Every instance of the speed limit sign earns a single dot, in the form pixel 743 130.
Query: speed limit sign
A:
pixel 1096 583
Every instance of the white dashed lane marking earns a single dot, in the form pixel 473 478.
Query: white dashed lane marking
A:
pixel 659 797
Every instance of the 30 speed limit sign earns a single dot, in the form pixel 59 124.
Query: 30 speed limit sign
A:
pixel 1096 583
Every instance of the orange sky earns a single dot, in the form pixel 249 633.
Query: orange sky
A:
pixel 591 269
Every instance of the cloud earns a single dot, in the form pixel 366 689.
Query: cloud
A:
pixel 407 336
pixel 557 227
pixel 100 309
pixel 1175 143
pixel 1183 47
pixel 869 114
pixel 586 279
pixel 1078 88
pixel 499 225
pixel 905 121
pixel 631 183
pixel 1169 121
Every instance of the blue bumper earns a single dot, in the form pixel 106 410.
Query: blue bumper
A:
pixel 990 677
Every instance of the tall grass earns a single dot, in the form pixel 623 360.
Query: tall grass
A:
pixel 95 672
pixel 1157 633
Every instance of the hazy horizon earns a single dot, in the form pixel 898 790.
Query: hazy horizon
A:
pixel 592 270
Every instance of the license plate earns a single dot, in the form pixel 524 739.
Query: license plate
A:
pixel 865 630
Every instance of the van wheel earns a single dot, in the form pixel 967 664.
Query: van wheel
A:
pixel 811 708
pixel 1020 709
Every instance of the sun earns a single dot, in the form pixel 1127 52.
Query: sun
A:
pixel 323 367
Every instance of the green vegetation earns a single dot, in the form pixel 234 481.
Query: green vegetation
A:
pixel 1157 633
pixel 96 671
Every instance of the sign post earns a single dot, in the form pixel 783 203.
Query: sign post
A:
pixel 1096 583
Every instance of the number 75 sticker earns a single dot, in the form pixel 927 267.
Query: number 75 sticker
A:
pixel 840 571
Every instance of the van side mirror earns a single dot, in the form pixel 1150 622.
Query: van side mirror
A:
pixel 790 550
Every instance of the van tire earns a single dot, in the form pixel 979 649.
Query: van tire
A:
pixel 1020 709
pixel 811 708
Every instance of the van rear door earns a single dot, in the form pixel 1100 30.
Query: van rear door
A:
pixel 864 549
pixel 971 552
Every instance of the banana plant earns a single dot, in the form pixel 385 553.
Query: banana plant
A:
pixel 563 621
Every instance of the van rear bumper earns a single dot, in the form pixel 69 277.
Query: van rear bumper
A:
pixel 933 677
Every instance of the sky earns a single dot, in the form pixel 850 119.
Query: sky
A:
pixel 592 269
--
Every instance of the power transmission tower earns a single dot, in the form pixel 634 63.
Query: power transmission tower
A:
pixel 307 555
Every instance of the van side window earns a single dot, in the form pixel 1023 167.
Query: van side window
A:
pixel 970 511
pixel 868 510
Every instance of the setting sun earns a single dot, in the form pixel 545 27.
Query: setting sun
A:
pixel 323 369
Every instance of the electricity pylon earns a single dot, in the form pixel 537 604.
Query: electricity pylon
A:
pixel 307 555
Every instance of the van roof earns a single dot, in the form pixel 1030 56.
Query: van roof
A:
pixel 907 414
--
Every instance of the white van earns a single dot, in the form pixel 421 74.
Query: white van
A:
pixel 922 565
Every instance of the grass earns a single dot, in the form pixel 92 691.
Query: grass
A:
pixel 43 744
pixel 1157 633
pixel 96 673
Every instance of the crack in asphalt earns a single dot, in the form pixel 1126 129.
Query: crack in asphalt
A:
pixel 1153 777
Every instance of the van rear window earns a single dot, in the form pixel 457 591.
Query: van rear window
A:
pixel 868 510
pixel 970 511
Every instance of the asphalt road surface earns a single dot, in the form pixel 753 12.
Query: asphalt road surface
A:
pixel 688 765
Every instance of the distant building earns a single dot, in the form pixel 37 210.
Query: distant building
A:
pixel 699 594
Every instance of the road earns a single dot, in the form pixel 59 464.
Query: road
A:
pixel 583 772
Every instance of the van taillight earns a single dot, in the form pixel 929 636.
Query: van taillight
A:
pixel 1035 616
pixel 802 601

> TASK DIRECTIONS
Take from the material every line that holds "limit".

> REPLY TO THE EXERCISE
Every instance of the speed limit sign earns a single dot, in the form pixel 743 130.
Query: speed limit sign
Every instance of the 30 speed limit sign earns a single dot, in the form pixel 59 124.
Query: 30 speed limit sign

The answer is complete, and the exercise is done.